A close second in the revelation department was the steering. A new chassis with new steering geometry has transformed the FH. The steering is well weighted but very direct. There’s very little rumble from the road surface feeding back through the wheel. And this is without the Volvo Dynamic Steering (VDS), slated to appear mid-2014.

The addition of the electric-assist steering system will be interesting and opens the door to a number of p ossibilities.

There’s even talk behind closed doors of the possibility of a loading dock assist function that lets you plot where you want the trailer to end up, on your smartphone, and the truck will park/dock itself.

Cab wise, it’s hard to picture the extra metre of cubic capacity until you climb behind the wheel of a new Globetrotter XL. I’m sorry to see the awesome XXL cab go but there’s plenty of room in the more ‘upright’ cab design. Just a narrower bed than in the old XXL shed.

All new clothes

In fact, the truck feels so different to its predecessor in terms of handling it makes the engines feel old-fashioned. It could just be the familiarity of the D13 and D16 engines but it was a little incongruous.

This isn’t a deal breaker, though, given the overall driving dynamics.

Of course, the 700 ate the climb up Cunninghams but still exhibited the same Volvo tendency to yawn, stretch, scratch itself then pull like hell rather than throw itself at the grade with guns blazing. By the end of the day I’d circulated through both of the 13-litre FHs and the two FH16s and come away impressed.

SOURCE EXCERPT:
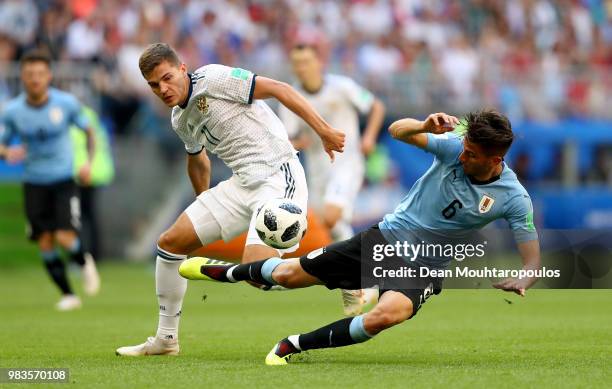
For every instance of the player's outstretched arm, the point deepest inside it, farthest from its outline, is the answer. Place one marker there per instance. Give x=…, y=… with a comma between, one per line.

YOUR TASKS:
(A) According to the truck review, when is Volvo Dynamic Steering slated to appear?
(B) Transcribe the part of the truck review between "This isn’t a" and "come away impressed.", inclusive.
(C) Continue the truck review from where it stops.

RESPONSE LIST:
(A) Mid-2014.

(B)
This isn’t a deal breaker, though, given the overall driving dynamics.

Of course, the 700 ate the climb up Cunninghams but still exhibited the same Volvo tendency to yawn, stretch, scratch itself then pull like hell rather than throw itself at the grade with guns blazing. By the end of the day I’d circulated through both of the 13-litre FHs and the two FH16s and come away impressed.

(C)
Even the more basic FH500 with a single trailer on board was sweet on the open road; in fact it left a lasting impression.

I ran back into town in the FH540 as a B-double via the Toowoomba Range which gave a chance to give the engine brake of the 13-litre engine a workout.

Running down the grade in sixth gear required only a few stabs of the brake pedal to keep things safe. I found the direct top gear in the I-shift tranny (1:1) ratio in the 13-litre made it easier to pull back on the open road than the overdrive geared 16-litre (0.78:1 ratio).

This made it easier to live with in undulating country as it didn’t have that 16-litre’s tendency to roll. But it’s all about the fuel economy, so throw on the 16-litre Volvo’s I-Roll free-wheeling function and overdrive ‘box and you’ll be rolling along in no time.

It’s new, it’s comfy, it’s well-appointed and it’s a smooth drive. Oh yeah, did I mention it’s safe?